CONSIGNES:
1) Renvoyez à l'identique le passage du texte de la page qui va de "Les grands groupes" jusqu'à "pour Publicis, etc." inclus.
2) D'après le texte de la page, avec qui Christophe Lambert et Fred&Farid quittent-ils Publicis pour monter leur propre agence ?
3) Pour chacune des affirmations suivantes, indiquez par oui ou par non si elle concorde avec le texte de la page. Citez à chaque fois les mots décisifs du texte tels quels. (a) Christophe Lambert est passé de CLM/BBDO à Publicis. (b) L'empreinte créative de Publicis a profondément changé après l'arrivée de Fred et Farid. (c) Pour attirer de gros clients, il faut une agence qui a une bonne réputation.

TEXTE DE LA PAGE:
::::::::::

Les grands groupes de communication empilent des filiales et des activités qui génèrent de la marge brute dans le but de maintenir les ratios de rentabilité exigés par leurs actionnaires, qu'ils soient retraités californiens/floridiens pour les réseaux US, ou qu'ils soient "philosophe fille de" pour Publicis, etc.
Pour empiler un maximum de marge brute, il faut de gros clients qui font de la publicité (achat d'espace) et qui soient internationaux (fees de coordination). Et pour attirer de gros clients, il faut une "belle" agence (réputation), de beaux locaux et des figures de divas, qu'elles soient "créatives", "charismatiques" ou "stratégiques".
D'où le fait que très régulièrement, les patrons d'agence passent indifféremment d'un agence à une autre et les teams de créatifs sont "débauchés" par la concurrence. Comme si "acheter" des créatifs, c'était s'ancrer durablement dans une posture de créativité, et comme si avoir un patron médiatique permettait de se prémunir contre les erreurs de stratégie ou de gestion... C'est ça le "mercato" des agences, des transferts toute l'année avec à chaque foisle même discours : "j'étais pas bien là où j'étais mais maintenant on m'a donné les moyens de travailler donc vous allez voir ce que vous allez voir"
Il y a quelques temps, le mercato a connu un transfert retentissant : Christophe Lambert est passé de CLM/BBDO à Publicis, et a été rejoins là bas par un team créatif très en vue dans le petit sérail : Fred et Farid. Si l'empreinte créative de Publicis n'a pas changé d'un iota car on ne change pas une tradition de mormons aux ramifications économico-politiques fortes en "freestyle hype happy people" du jour au lendemain, on a appris cette semaine que Christophe Lambert et Fred&Farid quittaient Publicis pour monter leur propre agence avec Bolloré.

::::::::::

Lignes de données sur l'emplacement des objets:
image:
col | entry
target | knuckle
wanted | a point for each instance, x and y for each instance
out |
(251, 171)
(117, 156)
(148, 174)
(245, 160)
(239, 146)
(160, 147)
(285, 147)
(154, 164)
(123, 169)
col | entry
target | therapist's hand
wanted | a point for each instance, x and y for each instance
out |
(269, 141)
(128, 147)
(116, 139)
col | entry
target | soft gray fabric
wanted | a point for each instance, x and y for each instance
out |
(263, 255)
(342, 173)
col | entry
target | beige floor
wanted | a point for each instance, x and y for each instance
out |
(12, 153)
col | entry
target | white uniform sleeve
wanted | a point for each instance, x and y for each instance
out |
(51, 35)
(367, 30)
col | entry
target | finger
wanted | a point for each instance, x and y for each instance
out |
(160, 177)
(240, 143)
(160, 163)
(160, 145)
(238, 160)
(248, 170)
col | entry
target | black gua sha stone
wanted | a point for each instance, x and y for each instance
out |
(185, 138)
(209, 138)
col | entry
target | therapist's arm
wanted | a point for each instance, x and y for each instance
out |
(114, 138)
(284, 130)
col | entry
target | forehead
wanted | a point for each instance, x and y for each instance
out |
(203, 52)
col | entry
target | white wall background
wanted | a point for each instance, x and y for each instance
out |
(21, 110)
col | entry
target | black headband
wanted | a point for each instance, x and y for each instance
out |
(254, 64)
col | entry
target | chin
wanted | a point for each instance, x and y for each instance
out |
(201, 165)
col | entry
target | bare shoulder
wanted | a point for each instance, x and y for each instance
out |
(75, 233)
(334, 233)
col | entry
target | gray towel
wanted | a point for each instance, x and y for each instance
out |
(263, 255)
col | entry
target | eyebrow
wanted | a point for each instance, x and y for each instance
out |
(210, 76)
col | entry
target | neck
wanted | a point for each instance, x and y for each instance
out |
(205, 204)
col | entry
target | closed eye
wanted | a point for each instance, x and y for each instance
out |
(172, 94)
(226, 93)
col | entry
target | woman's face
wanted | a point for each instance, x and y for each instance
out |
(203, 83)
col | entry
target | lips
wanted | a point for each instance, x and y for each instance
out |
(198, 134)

::::::::::

RÉPONSES:
1)
Les grands groupes de communication empilent des filiales et des activités qui génèrent de la marge brute dans le but de maintenir les ratios de rentabilité exigés par leurs actionnaires, qu'ils soient retraités californiens/floridiens pour les réseaux US, ou qu'ils soient "philosophe fille de" pour Publicis, etc.

2) Avec Bolloré.

3)
(a) Oui : « Christophe Lambert est passé de CLM/BBDO à Publicis »
(b) Non : « l'empreinte créative de Publicis n'a pas changé d'un iota »
(c) Oui : « Et pour attirer de gros clients, il faut une "belle" agence (réputation) »